_WHAT YOU ARE ASKED TO DO_:
Count the lines in the data below that have "query" in them, and reply with only that number.

_ _ _ _

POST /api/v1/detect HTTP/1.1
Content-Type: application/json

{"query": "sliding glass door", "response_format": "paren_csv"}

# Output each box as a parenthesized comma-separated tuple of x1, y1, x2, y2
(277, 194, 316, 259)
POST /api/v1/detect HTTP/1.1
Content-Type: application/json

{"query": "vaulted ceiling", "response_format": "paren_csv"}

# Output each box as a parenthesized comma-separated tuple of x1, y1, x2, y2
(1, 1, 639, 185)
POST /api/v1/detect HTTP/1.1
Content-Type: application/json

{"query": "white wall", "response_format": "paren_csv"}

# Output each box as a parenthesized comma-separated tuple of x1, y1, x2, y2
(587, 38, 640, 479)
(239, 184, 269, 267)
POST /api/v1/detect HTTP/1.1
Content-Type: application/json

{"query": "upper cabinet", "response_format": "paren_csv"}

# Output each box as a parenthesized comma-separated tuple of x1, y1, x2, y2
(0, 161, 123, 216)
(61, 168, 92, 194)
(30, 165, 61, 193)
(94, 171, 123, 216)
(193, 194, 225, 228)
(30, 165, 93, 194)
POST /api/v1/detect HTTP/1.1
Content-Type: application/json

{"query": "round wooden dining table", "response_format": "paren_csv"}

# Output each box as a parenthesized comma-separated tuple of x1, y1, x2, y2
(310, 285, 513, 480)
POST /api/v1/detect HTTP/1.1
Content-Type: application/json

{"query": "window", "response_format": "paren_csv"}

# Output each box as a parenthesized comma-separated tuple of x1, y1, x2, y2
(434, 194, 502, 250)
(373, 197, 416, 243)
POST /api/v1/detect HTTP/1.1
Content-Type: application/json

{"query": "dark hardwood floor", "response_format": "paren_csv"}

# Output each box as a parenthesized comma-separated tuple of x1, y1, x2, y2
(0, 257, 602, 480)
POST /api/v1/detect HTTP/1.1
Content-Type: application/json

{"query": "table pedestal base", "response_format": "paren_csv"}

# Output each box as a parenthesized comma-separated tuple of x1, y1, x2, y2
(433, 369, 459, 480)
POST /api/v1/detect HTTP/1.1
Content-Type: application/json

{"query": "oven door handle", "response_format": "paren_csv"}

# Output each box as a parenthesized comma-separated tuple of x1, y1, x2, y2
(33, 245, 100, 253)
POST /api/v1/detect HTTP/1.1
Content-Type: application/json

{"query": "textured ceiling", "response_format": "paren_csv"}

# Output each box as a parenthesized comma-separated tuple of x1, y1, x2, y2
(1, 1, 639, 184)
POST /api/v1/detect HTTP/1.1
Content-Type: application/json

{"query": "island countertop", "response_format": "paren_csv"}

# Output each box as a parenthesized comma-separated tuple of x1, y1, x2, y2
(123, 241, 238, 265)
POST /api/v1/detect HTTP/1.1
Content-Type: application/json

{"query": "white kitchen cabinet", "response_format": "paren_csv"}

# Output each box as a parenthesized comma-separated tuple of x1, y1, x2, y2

_ _ _ _

_TASK SOLUTION_:
12